REQUIRED ACTIONS –
1: In the text on internal alignment, list the things in which stakeholders are said to vary.
2: Pick up the text on internal alignment after its final line and write the next part.

Have you ever spearheaded a major initiative at work, one that you knew to be rational and in line with company strategy, only to find your efforts unexpectedly derailed by an out-of-left-field dissenting opinion? Then you know first-hand the critical importance of internal alignment.

Absent internal alignment, the stakeholders invested in your project have nothing to go by except personal opinion. And when multiple stakeholders with competing interests and varying backgrounds, skill sets, and points of view are all operating from a place of personal opinion, you set a project up for failure—or at least serious delay.

Creating Alignment

All significant projects should begin with an alignment phase of work, culminating in a formal alignment document that all key players are required to sign off on before proceeding to strategy and execution.

This achieves two things. First, it gives all stakeholders a voice in the process, and if stakeholders feel heard and see their opinions reflected in the alignment document, they are more likely to stay in accordance down the road. Second, the alignment document itself serves as an irrefutable North Star to keep stakeholders on course and redirect them in cases of divergence.

Kick off with a no-holds-barred project team conversation.

Before you even think about putting a project plan in place, make a point of getting key tactical players in one room for a lengthy conversation around goals, frustrations, opportunities, vision, resources, challenges, and opportunities as they relate to the project at hand. Go into the meeting with well-thought-out, open-ended questions designed to get people talking. Give people room to speak honestly, and you’ll walk away with a sense of where stakeholders’ mindsets converge and where they are potentially in conflict.

Loop in other stakeholders.

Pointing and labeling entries
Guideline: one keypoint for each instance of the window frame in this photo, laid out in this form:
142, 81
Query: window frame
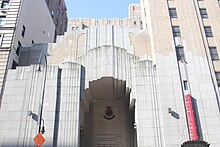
208, 31
214, 53
173, 13
176, 31
203, 13
180, 53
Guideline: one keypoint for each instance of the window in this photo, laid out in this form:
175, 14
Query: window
203, 13
56, 22
214, 53
5, 4
208, 31
185, 84
18, 48
180, 53
52, 14
217, 74
62, 12
176, 31
172, 12
14, 64
1, 38
58, 12
23, 31
2, 20
48, 2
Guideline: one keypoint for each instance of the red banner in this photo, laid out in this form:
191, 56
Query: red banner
191, 118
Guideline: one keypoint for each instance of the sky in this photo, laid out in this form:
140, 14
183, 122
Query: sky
98, 8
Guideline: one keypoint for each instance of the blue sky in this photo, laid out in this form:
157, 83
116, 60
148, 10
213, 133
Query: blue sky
98, 8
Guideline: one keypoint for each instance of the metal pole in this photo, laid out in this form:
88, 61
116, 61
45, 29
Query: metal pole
44, 84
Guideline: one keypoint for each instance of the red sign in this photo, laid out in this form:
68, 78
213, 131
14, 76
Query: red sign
191, 118
39, 139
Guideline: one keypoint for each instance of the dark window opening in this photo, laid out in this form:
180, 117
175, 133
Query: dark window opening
180, 53
2, 20
208, 31
5, 4
217, 74
214, 53
18, 48
185, 84
176, 31
203, 13
23, 31
172, 12
14, 64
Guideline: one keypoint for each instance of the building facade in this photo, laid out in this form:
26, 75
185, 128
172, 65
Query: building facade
58, 13
21, 29
150, 80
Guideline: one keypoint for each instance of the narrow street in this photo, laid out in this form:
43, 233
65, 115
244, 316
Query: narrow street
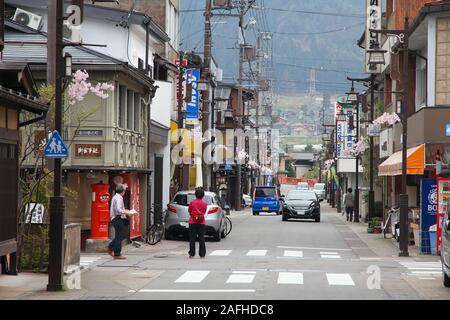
263, 259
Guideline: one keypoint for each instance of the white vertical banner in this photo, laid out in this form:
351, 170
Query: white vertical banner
373, 21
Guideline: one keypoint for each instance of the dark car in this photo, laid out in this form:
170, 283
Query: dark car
301, 204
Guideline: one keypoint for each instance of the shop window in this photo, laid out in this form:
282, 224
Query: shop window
2, 117
122, 106
137, 112
12, 119
130, 109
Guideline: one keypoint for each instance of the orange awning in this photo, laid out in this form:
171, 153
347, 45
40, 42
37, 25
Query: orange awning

RESPONSES –
1: backgrounds, skill sets, points of view

2:
Following your project team meeting, consider conducting one-on-one or focus group interviews with representatives from any other stakeholder groups your project will ultimately need buy-in from (e.g., the board of directors, leadership team, staff, or member-consumers). Depending on the number of people you want to include, you could also opt to distribute an online survey for efficiency.

Create an alignment document.

Once you have gathered the opinions of key players and stakeholders, you will be in a place to extract consensus, which you should capture in an alignment brief. The components of an alignment brief vary from project to project, but generally speaking, a branding project alignment brief might include:

  • A description of the assignment or challenge
  • Project objectives
  • Brand positioning, organizing idea, and/or single message to convey
  • Audience profile and insights
  • Desired response or call to action
  • Key messages and/or themes
  • Voice and tone
  • A definition of success
  • Important dates

Developing an alignment document won’t positively guarantee perfect unanimity, but it is the single best way to mitigate our human impulse for discord. Because in the end, it’s hard to disagree with rational strategy.